**Required action:**
In full and without change, return each entry.

**Data for processing:**

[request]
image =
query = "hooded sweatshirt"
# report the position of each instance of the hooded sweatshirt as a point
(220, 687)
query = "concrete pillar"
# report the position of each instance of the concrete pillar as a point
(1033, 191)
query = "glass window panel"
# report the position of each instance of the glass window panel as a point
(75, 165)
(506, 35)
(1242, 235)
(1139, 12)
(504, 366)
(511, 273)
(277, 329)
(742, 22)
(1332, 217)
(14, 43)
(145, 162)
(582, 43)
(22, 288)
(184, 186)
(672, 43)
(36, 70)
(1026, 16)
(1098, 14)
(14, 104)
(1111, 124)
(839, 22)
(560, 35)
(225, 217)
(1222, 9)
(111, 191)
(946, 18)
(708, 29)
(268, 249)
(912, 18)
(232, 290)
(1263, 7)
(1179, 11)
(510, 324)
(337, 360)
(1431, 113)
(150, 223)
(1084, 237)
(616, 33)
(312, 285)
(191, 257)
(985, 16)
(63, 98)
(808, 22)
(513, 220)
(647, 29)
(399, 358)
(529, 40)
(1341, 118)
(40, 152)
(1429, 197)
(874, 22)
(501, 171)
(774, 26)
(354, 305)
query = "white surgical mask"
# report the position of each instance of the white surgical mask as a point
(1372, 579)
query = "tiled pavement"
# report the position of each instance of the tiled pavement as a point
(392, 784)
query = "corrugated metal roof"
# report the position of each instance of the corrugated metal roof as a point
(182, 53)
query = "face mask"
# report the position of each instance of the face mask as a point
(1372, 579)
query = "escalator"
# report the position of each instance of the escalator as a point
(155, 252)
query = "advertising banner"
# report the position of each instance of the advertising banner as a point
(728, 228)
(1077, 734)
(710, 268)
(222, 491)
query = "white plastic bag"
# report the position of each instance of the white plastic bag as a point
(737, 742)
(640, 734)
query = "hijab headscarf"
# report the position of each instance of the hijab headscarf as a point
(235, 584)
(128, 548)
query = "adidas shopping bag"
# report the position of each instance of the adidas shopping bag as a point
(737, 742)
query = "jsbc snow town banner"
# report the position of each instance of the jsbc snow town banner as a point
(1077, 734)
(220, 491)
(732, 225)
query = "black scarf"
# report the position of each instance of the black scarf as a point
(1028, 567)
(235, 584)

**Answer box:**
[request]
image =
query = "hooded sweatshirt"
# report the position of each instance of the hooded sweatshirt as a point
(220, 687)
query = "concrete pillar"
# report the position of each instance of the concrete pillar as a point
(1033, 191)
query = "glass window panel"
# report the position of each instance of the glass window panel as a point
(75, 165)
(506, 35)
(1242, 235)
(1139, 12)
(504, 366)
(511, 273)
(277, 329)
(742, 22)
(1332, 217)
(14, 43)
(145, 162)
(582, 43)
(22, 288)
(184, 186)
(672, 43)
(36, 70)
(1026, 16)
(1098, 14)
(14, 104)
(1111, 124)
(839, 22)
(560, 35)
(225, 217)
(1222, 9)
(111, 191)
(946, 18)
(708, 29)
(268, 249)
(912, 18)
(232, 290)
(1263, 7)
(1179, 11)
(510, 324)
(337, 360)
(1431, 113)
(150, 223)
(1084, 237)
(616, 33)
(312, 285)
(191, 257)
(985, 16)
(63, 98)
(808, 22)
(513, 220)
(647, 29)
(399, 358)
(529, 40)
(1341, 118)
(40, 152)
(1429, 197)
(874, 22)
(501, 171)
(774, 26)
(354, 305)
query = "white surgical mask"
# report the position of each instance of the white surgical mask as a point
(1372, 579)
query = "tiled pavement"
# report the position of each instance of the tiled pavement as a point
(392, 784)
query = "corrugated metal roof"
# report the position of each instance of the corrugated metal roof as a point
(182, 53)
query = "face mask"
# report the position of each instance of the face mask as a point
(1372, 579)
query = "escalator"
# report the position of each instance of the escalator as a point
(155, 252)
query = "advertising banner"
# report the position of each instance of the advertising banner as a point
(728, 228)
(1077, 734)
(710, 268)
(222, 491)
query = "white plastic bag"
# report the position of each instance of the white plastic bag as a point
(737, 742)
(640, 734)
query = "hijab headscarf"
# report the position of each instance of the hijab headscarf as a point
(235, 584)
(128, 548)
query = "adidas shopping bag"
# report the position of each instance of the adidas shopping bag as a point
(737, 742)
query = "jsbc snow town banner"
# report the position of each instance of the jsbc snow town banner as a point
(1077, 734)
(220, 491)
(732, 225)
query = "black scarf"
# report the position of each instance of the black scarf as a point
(1028, 567)
(235, 584)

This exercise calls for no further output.